■ **DOCUMENT EXCERPT**:

---+---

Posting to Twitter on Monday under the username @introvertedwife, Sabrina wrote: “Of course there’s a huge backlash against True Crime. It’s predominantly consumed by women. Society cannot trust women to make decisions for themselves. Anything they like must be scrutinized and denounced.”

Further in the Twitter thread, she added: “There is nothing women or especially teenage girls can like that society won’t try to rip to shreds and call them vapid idiots for enjoying.

“‘Women can’t be trusted to read novels. Their brains are incapable of understanding the difference of fiction and reality.’

“This never changes. Infantilize an entire gender to maintain patriarchy’s stranglehold.”

True crime’s popularity has increased significantly within the last few years. Data compiled by Parrot Analytics revealed that the documentary genre grew 63 percent between January 2018 and March 2021, making it the fastest-growing genre in the streaming industry. Of all the sub-categories listed within the documentary genre, Parrot Analytics found true crime to be the most popular.

Additionally, Statista found that, in 2020, true crime was the third most popular podcast genre in America.

Above, stock image. A woman sparked an online debate after blaming the “patriarchy” for the supposed “backlash” against true crime.
Dima Berlin/istock

While it may be true that true crime is predominantly consumed by women—one 2010 study found that women wrote roughly 70 percent of Amazon‘s true crime book reviews—many of those commenting on Sabrina’s tweet argued that any criticisms surrounding true crime have little if nothing to do with its female fanbase.

“The backlash isn’t misogyny, it’s because toxic fans tend to treat true crime like a fictional property & feel entitled to make demands of victim’s families, use it as a gimmick for makeup videos, and set up fan sites devoted to everything from scammers to serial killers,” author Mikki Kendall tweeted.

“I think it’s mostly the whole treating-people’s-murders-as-a-form-of-entertainment and harassing-grieving-families-while-pretending-to-do-‘detective’-work thing that most people have an issue with, but sure, it’s because women like it, I guess?” added writer Parker Molloy.

---+---

■ **DATA BELOW**:

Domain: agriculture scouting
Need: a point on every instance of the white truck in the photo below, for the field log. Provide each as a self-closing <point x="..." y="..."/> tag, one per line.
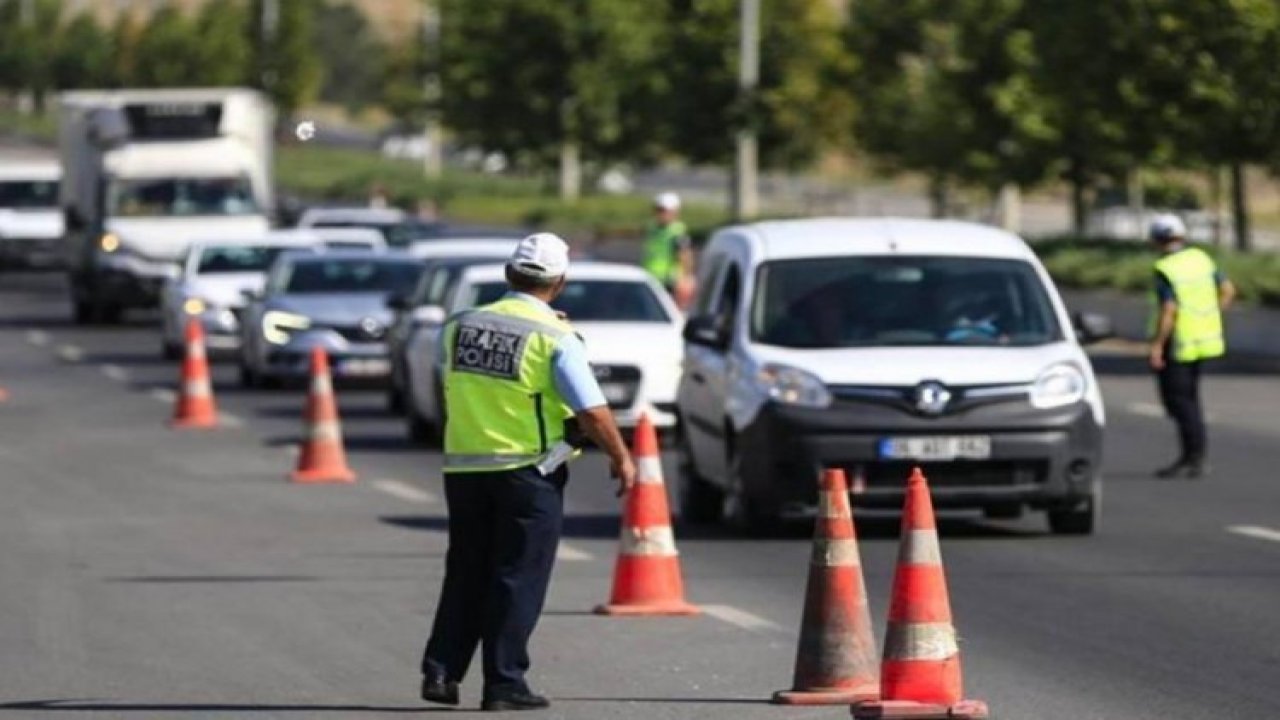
<point x="31" y="224"/>
<point x="147" y="171"/>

---+---

■ **QUESTIONS TO ANSWER**:
a) List the people the true crime article quotes.
b) Answer these questions from the true crime article:
(i) By what percent did the documentary genre grow between January 2018 and March 2021, according to Parrot Analytics?
(ii) Where did true crime rank among podcast genres in America in 2020, according to Statista?
(iii) What share of Amazon's true crime book reviews did women write, according to the 2010 study?
c) Continue the true crime article from the point where it stops.
The material is separate from the true crime article.

■ **OUTPUTS BY TASK**:
a) Sabrina, Mikki Kendall, Parker Molloy

b)
(i) 63 percent
(ii) Third most popular
(iii) Roughly 70 percent

c)
“Terrible take. consider this—you’re disturbing families with dead or missing loved ones by capitalizing on their loss,” remarked a Twitter user named Val.

Still, some defended Sabrina’s tweet.

“I see a lot of people responding negatively to this, and I just want to point out: True crime can be f**ked up AND there can be a misogynistic backlash against it,” commented The Great Hippo.

“I’ve had this thought too. Have parts of the true crime genre gone a little too far in recent years? Yeah. But the pathologizing of women interested in it gets very misogynistic, very quickly,” replied Louisa.

“Interesting how women who consume true crime content seem to get so much online criticism relative to the men who commit the crimes they’re learning about,” added Ellen Brickley.

Of course, this isn’t the first time the true crime community has faced heat online. In the past, true crime TikTokers have been panned for “romanticizing murder cases.” And “TikTok sleuths” posting about the disappearance of Gabby Petito were criticized for using the case to gain views and followers.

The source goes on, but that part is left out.